Excerpt =>
------------------------------------------------------------
Re: Billion document index

Posted by Shawn Heisey <so...@elyograg.org>.

On 5/15/2013 3:56 AM, pankaj.pandey4@wipro.com wrote:
> Thanks Shawn for explaining everything in such detail, it was really helpful.
> 
> Have few more queries on the same. Can you please explain the purpose of the 3rd box in minimal configuration, with the standalone zookeeper? 

A zookeeper ensemble works best with an odd number of hosts.  If you
want redundancy, it requires a minimum instance count of three.  To
ensure that it can survive hardware failure, they must all be on
different physical machines.  If you've only got two Solr servers, then
you need a third host to complete zookeeper.

> On separate note, if we go with ahead with 4 box(8 shard with replication factor 2 for each):
> 	1. Would it be ok to maintain the replica on the same box or we would need separate box for that?

You do not want replicas on the same host.  Failures are inevitable, and
if a host with both replicas of a shard were to fail, that data would be
either temporarily inaccessible or just gone.

With 8 shards and a replication factor of two, you'll have 16 total
replicas, with four replicas on each server.  The replicas for shard 1
might be on server 1 and server 2, the replicas for shard 2 might be on
server3 and server4, etc.

> 	2. Is the above configuration sufficient enough to guarantee failover and high availability?

If you use the collections API to create your collection, it will
automatically place the replicas so that everything will fail over
correctly.

> 	3. How can I configure my application to query always against the replica and let the master be used only for ingestion. Replica will be synced with 	master after working hours(overnight).

You can't.  SolrCloud's basic operational model doesn't work this way.
When you index, the document is forwarded to the replica that is the
current elected leader for the proper shard.  The leader will index the
document and forward it to all other replicas for that shard, which will
also index the document.  Normal SolrCloud operation does not use
replication, each copy does its own indexing.  You just have to index
the data to any machine in the cluster and SolrCloud takes care of the rest.

When you query, the machine that receives the request will automatically
farm out different requests to itself and other machines, giving you
some aspects of load balancing for free.

You may be confused by the replication comment above, because SolrCloud
actually does require that you enable replication in your config.  The
reason that it requires this config is that replication may be required
when recovering the index on a replica that goes down and then comes
back up.  It is ONLY used for index recovery, not normal operation.

Thanks,
Shawn

RE: Billion document index

Posted by pa...@wipro.com.

Thanks Shawn for explaining everything in such detail, it was really helpful.

Have few more queries on the same. Can you please explain the purpose of the 3rd box in minimal configuration, with the standalone zookeeper? 

On separate note, if we go with ahead with 4 box(8 shard with replication factor 2 for each):
	1. Would it be ok to maintain the replica on the same box or we would need separate box for that?
	2. Is the above configuration sufficient enough to guarantee failover and high availability?
	3. How can I configure my application to query always against the replica and let the master be used only for ingestion. Replica will be synced with 	master after working hours(overnight).
------------------------------------------------------------
Supplied data =>
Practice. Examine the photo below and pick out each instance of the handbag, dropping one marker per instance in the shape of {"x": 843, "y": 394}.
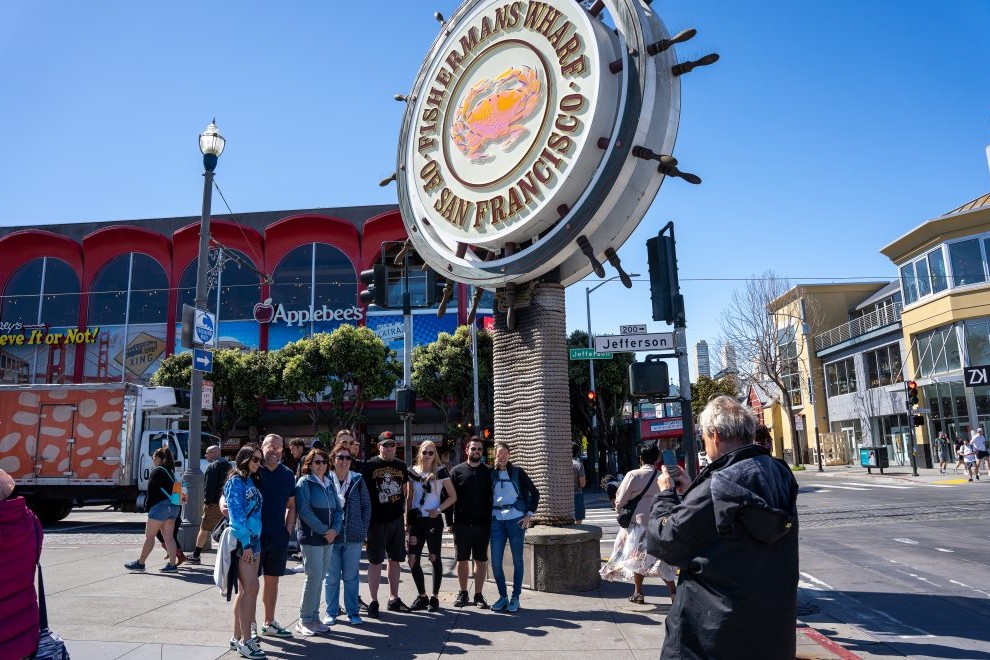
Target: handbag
{"x": 628, "y": 510}
{"x": 50, "y": 645}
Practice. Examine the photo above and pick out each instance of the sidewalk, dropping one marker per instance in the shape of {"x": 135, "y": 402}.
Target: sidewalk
{"x": 105, "y": 612}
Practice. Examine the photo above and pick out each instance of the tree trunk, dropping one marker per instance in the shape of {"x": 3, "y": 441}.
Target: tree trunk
{"x": 532, "y": 409}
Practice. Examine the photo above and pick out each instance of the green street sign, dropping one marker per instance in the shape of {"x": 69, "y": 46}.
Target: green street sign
{"x": 588, "y": 354}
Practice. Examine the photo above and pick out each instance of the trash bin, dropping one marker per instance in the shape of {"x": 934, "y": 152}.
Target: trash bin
{"x": 873, "y": 457}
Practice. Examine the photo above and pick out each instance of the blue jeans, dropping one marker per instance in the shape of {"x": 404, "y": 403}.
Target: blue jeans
{"x": 502, "y": 531}
{"x": 316, "y": 560}
{"x": 344, "y": 561}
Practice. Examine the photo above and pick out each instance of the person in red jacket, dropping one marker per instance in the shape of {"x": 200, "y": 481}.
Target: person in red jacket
{"x": 20, "y": 539}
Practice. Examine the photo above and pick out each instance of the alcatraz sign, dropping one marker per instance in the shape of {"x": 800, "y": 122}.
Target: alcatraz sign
{"x": 518, "y": 133}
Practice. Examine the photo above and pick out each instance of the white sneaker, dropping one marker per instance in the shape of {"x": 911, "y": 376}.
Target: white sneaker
{"x": 305, "y": 629}
{"x": 250, "y": 649}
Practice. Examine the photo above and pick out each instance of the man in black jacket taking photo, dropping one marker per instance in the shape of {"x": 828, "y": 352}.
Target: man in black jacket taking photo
{"x": 734, "y": 535}
{"x": 472, "y": 521}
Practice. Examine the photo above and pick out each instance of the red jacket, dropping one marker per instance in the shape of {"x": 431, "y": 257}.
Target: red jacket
{"x": 20, "y": 532}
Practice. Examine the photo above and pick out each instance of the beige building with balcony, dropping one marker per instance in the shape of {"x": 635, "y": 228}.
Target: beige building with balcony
{"x": 944, "y": 267}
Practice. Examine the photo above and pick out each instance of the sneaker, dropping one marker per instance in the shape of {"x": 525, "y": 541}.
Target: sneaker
{"x": 275, "y": 629}
{"x": 305, "y": 629}
{"x": 250, "y": 649}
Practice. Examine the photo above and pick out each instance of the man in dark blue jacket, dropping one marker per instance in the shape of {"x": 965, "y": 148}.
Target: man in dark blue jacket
{"x": 733, "y": 535}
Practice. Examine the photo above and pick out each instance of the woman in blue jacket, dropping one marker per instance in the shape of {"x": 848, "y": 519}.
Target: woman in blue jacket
{"x": 244, "y": 512}
{"x": 352, "y": 492}
{"x": 319, "y": 520}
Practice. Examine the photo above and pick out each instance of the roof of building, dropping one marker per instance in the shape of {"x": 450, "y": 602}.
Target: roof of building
{"x": 357, "y": 215}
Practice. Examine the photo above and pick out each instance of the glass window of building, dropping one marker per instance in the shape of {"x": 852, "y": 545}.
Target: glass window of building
{"x": 936, "y": 264}
{"x": 966, "y": 262}
{"x": 978, "y": 341}
{"x": 938, "y": 351}
{"x": 108, "y": 293}
{"x": 883, "y": 366}
{"x": 149, "y": 291}
{"x": 44, "y": 290}
{"x": 840, "y": 377}
{"x": 131, "y": 288}
{"x": 909, "y": 285}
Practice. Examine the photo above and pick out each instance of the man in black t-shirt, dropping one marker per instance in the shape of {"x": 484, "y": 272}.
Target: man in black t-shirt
{"x": 472, "y": 520}
{"x": 386, "y": 477}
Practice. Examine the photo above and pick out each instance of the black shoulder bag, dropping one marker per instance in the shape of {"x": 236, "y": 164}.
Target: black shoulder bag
{"x": 628, "y": 510}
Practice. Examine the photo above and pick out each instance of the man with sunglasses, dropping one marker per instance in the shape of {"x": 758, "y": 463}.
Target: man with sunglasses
{"x": 386, "y": 477}
{"x": 472, "y": 520}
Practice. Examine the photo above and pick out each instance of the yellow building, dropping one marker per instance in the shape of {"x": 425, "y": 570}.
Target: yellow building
{"x": 945, "y": 281}
{"x": 798, "y": 315}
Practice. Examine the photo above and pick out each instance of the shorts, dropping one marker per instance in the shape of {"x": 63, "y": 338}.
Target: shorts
{"x": 211, "y": 516}
{"x": 163, "y": 511}
{"x": 471, "y": 541}
{"x": 387, "y": 539}
{"x": 274, "y": 553}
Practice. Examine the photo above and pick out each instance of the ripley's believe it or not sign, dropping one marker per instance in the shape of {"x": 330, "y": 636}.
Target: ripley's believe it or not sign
{"x": 516, "y": 146}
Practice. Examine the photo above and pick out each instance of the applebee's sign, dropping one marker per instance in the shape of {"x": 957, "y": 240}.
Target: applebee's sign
{"x": 269, "y": 312}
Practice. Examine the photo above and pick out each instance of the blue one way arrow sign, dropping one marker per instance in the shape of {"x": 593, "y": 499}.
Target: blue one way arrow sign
{"x": 202, "y": 360}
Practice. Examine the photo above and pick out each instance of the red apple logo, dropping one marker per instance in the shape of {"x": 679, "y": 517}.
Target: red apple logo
{"x": 264, "y": 312}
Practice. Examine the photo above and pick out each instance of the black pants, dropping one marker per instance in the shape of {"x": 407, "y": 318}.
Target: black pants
{"x": 428, "y": 531}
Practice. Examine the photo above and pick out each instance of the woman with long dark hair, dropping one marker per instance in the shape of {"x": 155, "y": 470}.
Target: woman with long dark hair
{"x": 244, "y": 512}
{"x": 161, "y": 512}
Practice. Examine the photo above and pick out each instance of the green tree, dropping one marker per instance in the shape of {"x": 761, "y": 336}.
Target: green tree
{"x": 240, "y": 380}
{"x": 611, "y": 390}
{"x": 442, "y": 373}
{"x": 706, "y": 388}
{"x": 335, "y": 374}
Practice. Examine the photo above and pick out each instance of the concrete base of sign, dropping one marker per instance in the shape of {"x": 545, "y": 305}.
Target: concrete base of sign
{"x": 558, "y": 559}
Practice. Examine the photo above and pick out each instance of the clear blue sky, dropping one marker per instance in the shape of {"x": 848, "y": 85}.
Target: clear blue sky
{"x": 826, "y": 130}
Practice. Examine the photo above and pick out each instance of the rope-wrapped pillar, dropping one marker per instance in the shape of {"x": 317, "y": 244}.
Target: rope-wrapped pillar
{"x": 532, "y": 405}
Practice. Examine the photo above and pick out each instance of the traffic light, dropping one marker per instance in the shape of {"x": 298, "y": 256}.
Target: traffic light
{"x": 592, "y": 401}
{"x": 668, "y": 304}
{"x": 376, "y": 291}
{"x": 912, "y": 388}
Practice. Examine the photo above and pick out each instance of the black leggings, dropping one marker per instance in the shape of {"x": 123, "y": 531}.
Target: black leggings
{"x": 428, "y": 531}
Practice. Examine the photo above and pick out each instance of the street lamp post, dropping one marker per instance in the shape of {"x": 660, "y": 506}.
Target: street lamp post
{"x": 591, "y": 371}
{"x": 211, "y": 144}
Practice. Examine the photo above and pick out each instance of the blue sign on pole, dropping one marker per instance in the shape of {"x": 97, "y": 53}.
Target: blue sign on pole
{"x": 202, "y": 360}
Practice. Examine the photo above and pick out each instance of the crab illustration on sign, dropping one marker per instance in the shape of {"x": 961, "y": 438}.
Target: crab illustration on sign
{"x": 493, "y": 112}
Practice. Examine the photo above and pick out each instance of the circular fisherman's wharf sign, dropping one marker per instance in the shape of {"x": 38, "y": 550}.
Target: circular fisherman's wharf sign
{"x": 517, "y": 137}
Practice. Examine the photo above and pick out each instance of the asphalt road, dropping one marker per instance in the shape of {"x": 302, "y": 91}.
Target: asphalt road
{"x": 893, "y": 568}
------------------------------------------------------------
Directive 1 => Retype the rows word for word, beginning at the line that contains "of the circular" and ending with the last row.
Directive 2 => Write what comes next in the forum thread about the billion-document Solr index, continuing from its final line.

Response 1 =>
Practice. Examine the photo above and pick out each instance of the circular fisherman's wharf sign, dropping one marker per instance in the shape of {"x": 38, "y": 550}.
Target: circular fisherman's wharf sign
{"x": 517, "y": 137}
Practice. Examine the photo above and pick out each instance of the asphalt road, dropping one marker per instance in the shape of {"x": 302, "y": 91}.
Target: asphalt road
{"x": 893, "y": 568}

Response 2 =>
Regards,
Pankaj

-----Original Message-----
From: Shawn Heisey [mailto:solr@elyograg.org] 
Sent: Wednesday, May 15, 2013 12:01 PM
To: solr-user@lucene.apache.org
Subject: Billion document index

On 5/14/2013 11:00 PM, pankaj.pandey4@wipro.com wrote:
> We have to setup a billion document index using Apache Solr(about 2 billion docs). I need some assistance on choosing the right configuration for the environment setup. I have been going through the Solr documentation, but couldn't figure out what would be the best configuration for same.
> 
> Below is the configuration on one of the box we have, can you please assist if this will suffice our requirement.
> OS: SunOS
> RAM : 32GB
> Processor: 4 (SPARC64-VII+/2660Mhz)
> Server: Sun SPARC Enterprise M5000
> 
> Desired System Requirements:
> Expected number of requests/day: 10,000 New Documents ingested/day: 
> 1Million
> 
> I have below questions on same:
> 
> 1.       Does the above system configuration seems ok for our requirement?
> 
> 2.       Is it ok if we host entire index on a single physical box or I should use multiple physical box?
> 
> 3.       Should I go for the simple installation or SolrCloud?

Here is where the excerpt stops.